Only the lines from the beginning of the data through the line holding "TARGET = sun reflection on water" belong in the answer, printed exactly and without pictures.

─── Records shown ───

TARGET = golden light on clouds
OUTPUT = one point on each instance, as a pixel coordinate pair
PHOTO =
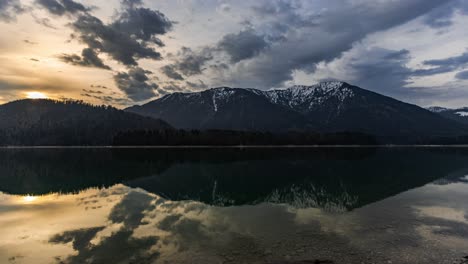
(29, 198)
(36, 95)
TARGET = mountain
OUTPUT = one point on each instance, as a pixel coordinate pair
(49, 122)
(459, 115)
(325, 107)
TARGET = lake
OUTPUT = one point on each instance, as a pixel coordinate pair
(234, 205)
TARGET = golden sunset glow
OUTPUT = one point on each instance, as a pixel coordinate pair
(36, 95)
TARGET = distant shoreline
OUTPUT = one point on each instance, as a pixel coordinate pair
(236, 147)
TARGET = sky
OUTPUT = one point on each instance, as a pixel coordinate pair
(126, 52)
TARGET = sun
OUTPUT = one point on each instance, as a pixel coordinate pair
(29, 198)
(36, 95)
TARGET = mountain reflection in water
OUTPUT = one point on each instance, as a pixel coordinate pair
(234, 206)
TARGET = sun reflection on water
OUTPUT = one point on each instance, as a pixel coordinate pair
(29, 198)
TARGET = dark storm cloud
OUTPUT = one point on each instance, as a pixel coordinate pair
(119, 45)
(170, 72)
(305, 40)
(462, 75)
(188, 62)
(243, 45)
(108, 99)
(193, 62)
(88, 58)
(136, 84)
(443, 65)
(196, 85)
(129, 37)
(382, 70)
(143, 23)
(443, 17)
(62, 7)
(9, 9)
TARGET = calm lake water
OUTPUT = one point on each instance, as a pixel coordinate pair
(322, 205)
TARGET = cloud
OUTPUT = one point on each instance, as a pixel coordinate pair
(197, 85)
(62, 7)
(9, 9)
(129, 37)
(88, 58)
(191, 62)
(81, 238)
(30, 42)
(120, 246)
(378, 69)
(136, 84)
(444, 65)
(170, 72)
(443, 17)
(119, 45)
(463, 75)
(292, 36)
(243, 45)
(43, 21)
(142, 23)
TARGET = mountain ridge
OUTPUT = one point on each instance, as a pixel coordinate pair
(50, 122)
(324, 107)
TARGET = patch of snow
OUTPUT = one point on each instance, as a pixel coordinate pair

───

__Solved problem__
TARGET = golden light on clouds
OUTPUT = one point on each instance, as a pixel coordinate pair
PHOTO =
(29, 198)
(36, 95)
TARGET = mountain
OUTPUT = one point on each instance, as a pixel coordinate pair
(49, 122)
(459, 115)
(325, 107)
TARGET = lake
OUTPUT = one point on each instance, as a pixel coordinate pair
(234, 205)
TARGET = golden sunset glow
OUTPUT = one point on each instance, as a pixel coordinate pair
(36, 95)
TARGET = distant shoreline
OUTPUT = one point on each instance, as a pixel coordinate pair
(236, 147)
TARGET = sky
OUTPUT = one point on each instance, as a pixel coordinate pair
(126, 52)
TARGET = sun
OUTPUT = one point on each instance, as a pixel coordinate pair
(29, 198)
(36, 95)
TARGET = mountain reflection in water
OUTPUT = one point on each instance, as a pixel coordinate pair
(234, 206)
TARGET = sun reflection on water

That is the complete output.